(Source data)

————————

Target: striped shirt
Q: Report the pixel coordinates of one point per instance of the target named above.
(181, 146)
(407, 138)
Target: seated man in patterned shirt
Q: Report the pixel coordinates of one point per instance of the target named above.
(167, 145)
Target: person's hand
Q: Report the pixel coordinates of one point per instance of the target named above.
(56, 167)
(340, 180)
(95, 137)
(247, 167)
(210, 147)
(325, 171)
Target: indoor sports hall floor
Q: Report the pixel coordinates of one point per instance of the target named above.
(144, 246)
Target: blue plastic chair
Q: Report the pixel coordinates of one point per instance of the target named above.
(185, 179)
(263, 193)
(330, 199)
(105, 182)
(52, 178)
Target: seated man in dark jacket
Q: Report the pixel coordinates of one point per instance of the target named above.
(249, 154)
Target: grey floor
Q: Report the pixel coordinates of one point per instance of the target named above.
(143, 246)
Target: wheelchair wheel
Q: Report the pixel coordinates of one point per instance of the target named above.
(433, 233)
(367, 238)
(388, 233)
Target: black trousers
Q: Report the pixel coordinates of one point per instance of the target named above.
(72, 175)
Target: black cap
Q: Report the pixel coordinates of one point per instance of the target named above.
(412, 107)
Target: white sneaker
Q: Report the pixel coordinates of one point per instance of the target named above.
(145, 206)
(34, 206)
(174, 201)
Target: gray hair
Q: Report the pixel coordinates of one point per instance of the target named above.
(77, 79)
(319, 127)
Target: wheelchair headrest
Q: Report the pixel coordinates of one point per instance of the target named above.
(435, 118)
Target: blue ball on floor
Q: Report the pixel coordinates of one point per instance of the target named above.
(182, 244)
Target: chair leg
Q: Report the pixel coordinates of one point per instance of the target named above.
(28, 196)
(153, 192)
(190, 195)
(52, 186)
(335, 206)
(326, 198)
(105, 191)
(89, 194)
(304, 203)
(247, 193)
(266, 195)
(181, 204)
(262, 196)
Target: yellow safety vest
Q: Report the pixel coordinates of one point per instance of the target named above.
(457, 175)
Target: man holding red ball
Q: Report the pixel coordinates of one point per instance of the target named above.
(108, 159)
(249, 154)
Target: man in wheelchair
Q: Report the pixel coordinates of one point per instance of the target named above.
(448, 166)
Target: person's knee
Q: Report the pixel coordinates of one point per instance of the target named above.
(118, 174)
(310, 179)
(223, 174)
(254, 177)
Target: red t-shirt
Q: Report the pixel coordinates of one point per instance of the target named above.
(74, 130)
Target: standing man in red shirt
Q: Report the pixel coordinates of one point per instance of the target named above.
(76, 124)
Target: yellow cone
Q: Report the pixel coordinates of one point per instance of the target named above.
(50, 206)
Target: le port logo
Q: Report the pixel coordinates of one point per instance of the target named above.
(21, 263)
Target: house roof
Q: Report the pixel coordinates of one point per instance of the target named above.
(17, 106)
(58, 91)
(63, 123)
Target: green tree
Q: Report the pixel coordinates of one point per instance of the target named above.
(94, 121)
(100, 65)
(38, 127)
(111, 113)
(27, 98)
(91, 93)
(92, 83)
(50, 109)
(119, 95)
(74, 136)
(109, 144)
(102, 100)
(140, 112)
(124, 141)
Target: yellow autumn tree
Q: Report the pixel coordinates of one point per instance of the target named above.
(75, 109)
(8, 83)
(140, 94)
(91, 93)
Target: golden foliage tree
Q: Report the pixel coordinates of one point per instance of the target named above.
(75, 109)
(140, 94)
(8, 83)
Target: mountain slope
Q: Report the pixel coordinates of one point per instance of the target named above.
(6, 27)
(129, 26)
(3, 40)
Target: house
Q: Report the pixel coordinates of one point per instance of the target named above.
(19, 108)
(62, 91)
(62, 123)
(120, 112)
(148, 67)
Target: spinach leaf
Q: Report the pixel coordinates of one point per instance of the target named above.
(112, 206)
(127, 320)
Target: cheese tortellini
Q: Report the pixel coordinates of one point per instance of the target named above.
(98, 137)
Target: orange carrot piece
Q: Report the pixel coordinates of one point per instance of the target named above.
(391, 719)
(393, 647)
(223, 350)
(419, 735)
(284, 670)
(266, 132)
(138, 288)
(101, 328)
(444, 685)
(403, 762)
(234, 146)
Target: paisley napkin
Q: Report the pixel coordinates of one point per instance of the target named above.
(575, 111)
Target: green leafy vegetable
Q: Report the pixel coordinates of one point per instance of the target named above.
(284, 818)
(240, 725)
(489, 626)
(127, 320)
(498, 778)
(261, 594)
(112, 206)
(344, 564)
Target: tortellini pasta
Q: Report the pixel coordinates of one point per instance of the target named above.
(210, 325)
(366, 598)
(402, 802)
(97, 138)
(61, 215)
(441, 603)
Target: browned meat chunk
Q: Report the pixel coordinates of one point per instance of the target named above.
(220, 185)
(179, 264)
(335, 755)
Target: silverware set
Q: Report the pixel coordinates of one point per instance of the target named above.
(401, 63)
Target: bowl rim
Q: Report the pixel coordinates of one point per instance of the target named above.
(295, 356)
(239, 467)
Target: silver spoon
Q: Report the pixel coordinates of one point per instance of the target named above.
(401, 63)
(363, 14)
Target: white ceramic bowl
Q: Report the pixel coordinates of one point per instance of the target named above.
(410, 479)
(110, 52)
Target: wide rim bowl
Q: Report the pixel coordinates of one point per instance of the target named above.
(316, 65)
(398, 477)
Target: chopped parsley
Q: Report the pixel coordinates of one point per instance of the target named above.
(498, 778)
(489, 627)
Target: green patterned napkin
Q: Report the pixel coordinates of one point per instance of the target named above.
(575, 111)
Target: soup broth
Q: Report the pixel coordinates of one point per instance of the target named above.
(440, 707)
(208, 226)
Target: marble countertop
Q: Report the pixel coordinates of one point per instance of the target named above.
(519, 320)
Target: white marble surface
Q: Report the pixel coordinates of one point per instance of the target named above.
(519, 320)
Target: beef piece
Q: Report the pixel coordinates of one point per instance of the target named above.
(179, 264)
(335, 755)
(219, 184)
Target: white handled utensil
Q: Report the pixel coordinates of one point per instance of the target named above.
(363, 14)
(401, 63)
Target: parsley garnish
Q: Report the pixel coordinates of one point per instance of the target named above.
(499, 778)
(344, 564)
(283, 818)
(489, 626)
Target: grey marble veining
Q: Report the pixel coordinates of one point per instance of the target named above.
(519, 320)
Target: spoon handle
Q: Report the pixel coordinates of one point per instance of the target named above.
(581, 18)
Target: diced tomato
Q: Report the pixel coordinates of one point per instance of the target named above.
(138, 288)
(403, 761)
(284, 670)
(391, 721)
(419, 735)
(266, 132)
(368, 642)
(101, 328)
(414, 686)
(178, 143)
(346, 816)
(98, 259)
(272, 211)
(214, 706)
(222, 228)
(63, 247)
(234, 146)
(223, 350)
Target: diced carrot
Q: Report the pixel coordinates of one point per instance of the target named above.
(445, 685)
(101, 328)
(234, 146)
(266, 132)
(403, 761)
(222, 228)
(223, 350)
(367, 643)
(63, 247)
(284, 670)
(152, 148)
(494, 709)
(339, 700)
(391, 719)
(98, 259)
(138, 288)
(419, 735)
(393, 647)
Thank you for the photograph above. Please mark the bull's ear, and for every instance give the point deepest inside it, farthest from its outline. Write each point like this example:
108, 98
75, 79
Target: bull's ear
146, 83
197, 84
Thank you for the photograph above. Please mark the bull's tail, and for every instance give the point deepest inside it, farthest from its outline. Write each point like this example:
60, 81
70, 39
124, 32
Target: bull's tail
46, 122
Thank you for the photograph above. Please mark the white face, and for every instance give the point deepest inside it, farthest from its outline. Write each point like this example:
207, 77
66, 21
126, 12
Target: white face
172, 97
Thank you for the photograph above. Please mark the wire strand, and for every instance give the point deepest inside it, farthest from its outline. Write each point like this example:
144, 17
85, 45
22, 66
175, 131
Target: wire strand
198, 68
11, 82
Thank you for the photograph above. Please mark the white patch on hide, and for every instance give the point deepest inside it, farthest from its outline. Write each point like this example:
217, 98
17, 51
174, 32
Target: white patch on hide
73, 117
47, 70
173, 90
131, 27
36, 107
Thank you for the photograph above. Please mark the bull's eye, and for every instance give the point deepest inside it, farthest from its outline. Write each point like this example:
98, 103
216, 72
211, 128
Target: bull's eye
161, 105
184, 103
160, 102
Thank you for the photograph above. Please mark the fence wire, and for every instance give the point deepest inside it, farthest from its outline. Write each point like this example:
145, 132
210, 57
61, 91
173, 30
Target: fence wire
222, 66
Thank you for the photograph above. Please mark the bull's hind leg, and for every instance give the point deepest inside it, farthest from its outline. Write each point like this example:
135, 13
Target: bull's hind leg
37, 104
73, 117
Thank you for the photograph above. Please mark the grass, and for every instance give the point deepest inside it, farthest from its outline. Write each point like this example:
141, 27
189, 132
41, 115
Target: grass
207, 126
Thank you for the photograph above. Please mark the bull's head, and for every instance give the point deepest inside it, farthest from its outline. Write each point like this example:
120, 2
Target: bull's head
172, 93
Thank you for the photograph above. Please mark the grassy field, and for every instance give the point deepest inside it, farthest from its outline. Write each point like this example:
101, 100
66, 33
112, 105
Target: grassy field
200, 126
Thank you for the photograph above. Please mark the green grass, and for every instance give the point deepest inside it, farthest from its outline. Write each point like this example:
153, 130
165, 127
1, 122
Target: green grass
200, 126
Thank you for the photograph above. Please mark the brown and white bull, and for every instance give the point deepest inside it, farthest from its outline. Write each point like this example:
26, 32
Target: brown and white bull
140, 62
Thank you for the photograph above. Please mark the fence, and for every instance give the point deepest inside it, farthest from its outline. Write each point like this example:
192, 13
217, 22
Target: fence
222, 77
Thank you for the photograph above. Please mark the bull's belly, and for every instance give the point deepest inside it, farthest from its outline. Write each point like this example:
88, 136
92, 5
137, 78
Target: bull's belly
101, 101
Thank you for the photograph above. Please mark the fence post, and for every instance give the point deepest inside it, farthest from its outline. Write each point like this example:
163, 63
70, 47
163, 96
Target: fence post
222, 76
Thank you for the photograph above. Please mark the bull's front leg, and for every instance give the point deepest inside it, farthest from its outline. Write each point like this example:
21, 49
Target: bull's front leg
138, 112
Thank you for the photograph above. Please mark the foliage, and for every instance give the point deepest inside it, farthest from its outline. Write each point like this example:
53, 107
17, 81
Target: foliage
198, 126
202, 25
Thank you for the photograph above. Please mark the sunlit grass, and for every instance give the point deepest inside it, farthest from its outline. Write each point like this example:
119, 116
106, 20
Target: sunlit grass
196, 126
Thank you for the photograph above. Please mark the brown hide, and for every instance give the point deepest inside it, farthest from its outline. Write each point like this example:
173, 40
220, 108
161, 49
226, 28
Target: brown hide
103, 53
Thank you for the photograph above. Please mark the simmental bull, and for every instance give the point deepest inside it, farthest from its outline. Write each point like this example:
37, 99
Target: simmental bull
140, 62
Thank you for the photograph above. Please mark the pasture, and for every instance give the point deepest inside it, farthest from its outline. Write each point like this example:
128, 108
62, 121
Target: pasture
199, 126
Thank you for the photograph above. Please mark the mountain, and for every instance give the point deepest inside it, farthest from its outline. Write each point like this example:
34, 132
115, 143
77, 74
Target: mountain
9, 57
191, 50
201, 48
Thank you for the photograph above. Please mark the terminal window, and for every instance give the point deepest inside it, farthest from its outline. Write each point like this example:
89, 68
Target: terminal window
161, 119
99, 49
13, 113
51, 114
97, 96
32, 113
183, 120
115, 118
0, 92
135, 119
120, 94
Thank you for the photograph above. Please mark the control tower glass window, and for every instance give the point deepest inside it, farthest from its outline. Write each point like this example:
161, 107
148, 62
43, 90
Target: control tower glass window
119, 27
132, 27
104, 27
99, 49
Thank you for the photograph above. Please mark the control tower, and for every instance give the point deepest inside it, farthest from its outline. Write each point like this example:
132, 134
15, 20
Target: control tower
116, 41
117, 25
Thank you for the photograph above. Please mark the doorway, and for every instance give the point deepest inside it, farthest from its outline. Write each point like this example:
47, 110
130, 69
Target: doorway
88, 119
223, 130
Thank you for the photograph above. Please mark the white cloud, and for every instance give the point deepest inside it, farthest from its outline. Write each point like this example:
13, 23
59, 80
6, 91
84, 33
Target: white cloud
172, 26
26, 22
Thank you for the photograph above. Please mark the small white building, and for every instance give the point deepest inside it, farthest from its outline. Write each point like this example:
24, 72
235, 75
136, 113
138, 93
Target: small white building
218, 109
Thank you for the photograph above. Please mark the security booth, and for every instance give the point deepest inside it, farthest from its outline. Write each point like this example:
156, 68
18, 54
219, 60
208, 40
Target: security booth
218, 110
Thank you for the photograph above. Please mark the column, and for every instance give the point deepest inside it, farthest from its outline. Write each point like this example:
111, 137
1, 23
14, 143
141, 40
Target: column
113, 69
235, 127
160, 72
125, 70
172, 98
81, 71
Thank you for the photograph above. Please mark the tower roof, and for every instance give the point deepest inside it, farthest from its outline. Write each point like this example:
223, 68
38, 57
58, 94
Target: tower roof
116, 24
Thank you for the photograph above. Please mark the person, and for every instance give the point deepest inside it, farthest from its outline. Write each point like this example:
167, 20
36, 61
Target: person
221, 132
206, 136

————————

Written exercise »
Give back, exactly as written, the lines from the one with "Thank you for the photograph above. Please mark the small" to the last line.

Solved exercise »
Thank you for the photograph above. Please mark the small white building, and for every instance give the point deepest inside it, farthest from its outline. Write each point like this example:
24, 72
235, 75
136, 113
138, 93
Target: small white building
218, 109
Thank you for the photograph above. Please mark the security booth, and for every instance give the point deepest inside it, farthest from its outline. Write each point like this example:
156, 68
18, 54
219, 60
208, 40
Target: security booth
218, 110
Thank you for the photograph above. Please mark the column, and for every instance give the point deepest inside it, farthest from its outline. Write each point like this example:
111, 137
1, 23
14, 143
141, 40
Target: column
113, 69
235, 127
160, 72
125, 70
172, 98
81, 71
Thank you for the photograph above. Please mark the tower roof, and for every instance give the point deepest inside it, farthest from its outline. Write each point like this example:
223, 68
38, 57
58, 94
Target: tower roof
116, 24
Thank you for the photograph above. Please mark the person, and for every instance give the point deepest inside it, farthest from its outline. Write each point like this example:
167, 20
36, 61
Target: person
221, 132
206, 136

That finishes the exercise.